* ИСХОДНЫЙ ТЕКСТ
<<<<
Военная ситуация ясна: только Кобрисов может быстро и с минимальным количеством потерь захватить Предславль. Но начинаются генеральские интриги, зависть, мелочные расчеты, неуемное честолюбие. Каждый командарм-украинец хочет освободить город. Но все вместе они скорее готовы смириться с тем, что это сделает кто-то «из своих», украинских командармов, а не «чужой» – русский Кобрисов, даже если его маневр спасет десятки тысяч солдатских жизней. Какова роль Смерша в этом – остается недоговоренным, но конец книги ясно показывает, что эта роль велика. Кобрисова отстраняют от наступления на Предславль, обязуя атаковать маленький городок Мырятин[469], который, как он предполагает, будут яростно защищать советские военнопленные, воющие на стороне гитлеровских войск. Не перенеся унижения, предвидя бесполезные солдатские жертвы и чувствуя отвращение к участию в гражданской войне, Кобрисов отказывается проводить операцию.
>>>>
Строки из набора данных:
<<<<
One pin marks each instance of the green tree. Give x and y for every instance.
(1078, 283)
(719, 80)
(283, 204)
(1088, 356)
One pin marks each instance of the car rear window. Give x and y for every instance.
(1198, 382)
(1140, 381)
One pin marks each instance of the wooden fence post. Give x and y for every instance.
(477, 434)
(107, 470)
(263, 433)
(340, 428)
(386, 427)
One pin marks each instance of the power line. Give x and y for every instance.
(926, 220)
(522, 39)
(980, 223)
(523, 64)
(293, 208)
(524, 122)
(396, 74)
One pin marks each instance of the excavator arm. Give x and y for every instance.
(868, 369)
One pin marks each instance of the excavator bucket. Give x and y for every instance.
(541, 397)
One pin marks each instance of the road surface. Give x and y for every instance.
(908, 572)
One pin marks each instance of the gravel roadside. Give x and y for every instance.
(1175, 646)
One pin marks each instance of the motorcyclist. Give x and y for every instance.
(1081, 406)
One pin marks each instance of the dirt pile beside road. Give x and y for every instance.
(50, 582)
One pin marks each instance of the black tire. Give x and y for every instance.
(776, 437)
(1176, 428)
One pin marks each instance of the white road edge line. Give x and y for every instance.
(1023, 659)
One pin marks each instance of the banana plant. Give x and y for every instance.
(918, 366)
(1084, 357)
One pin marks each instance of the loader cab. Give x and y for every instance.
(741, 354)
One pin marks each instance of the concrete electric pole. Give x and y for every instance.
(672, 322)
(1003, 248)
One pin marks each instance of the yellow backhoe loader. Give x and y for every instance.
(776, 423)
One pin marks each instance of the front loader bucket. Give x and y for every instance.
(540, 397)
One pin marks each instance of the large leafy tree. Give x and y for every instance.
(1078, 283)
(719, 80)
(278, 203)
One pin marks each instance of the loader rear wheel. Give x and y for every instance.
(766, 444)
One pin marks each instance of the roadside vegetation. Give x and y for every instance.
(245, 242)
>>>>
* ЗАДАНИЕ
Повторите слово в слово весь текст о Кобрисове и наступлении на Предславль.

* ОТВЕТ
Военная ситуация ясна: только Кобрисов может быстро и с минимальным количеством потерь захватить Предславль. Но начинаются генеральские интриги, зависть, мелочные расчеты, неуемное честолюбие. Каждый командарм-украинец хочет освободить город. Но все вместе они скорее готовы смириться с тем, что это сделает кто-то «из своих», украинских командармов, а не «чужой» – русский Кобрисов, даже если его маневр спасет десятки тысяч солдатских жизней. Какова роль Смерша в этом – остается недоговоренным, но конец книги ясно показывает, что эта роль велика. Кобрисова отстраняют от наступления на Предславль, обязуя атаковать маленький городок Мырятин[469], который, как он предполагает, будут яростно защищать советские военнопленные, воющие на стороне гитлеровских войск. Не перенеся унижения, предвидя бесполезные солдатские жертвы и чувствуя отвращение к участию в гражданской войне, Кобрисов отказывается проводить операцию.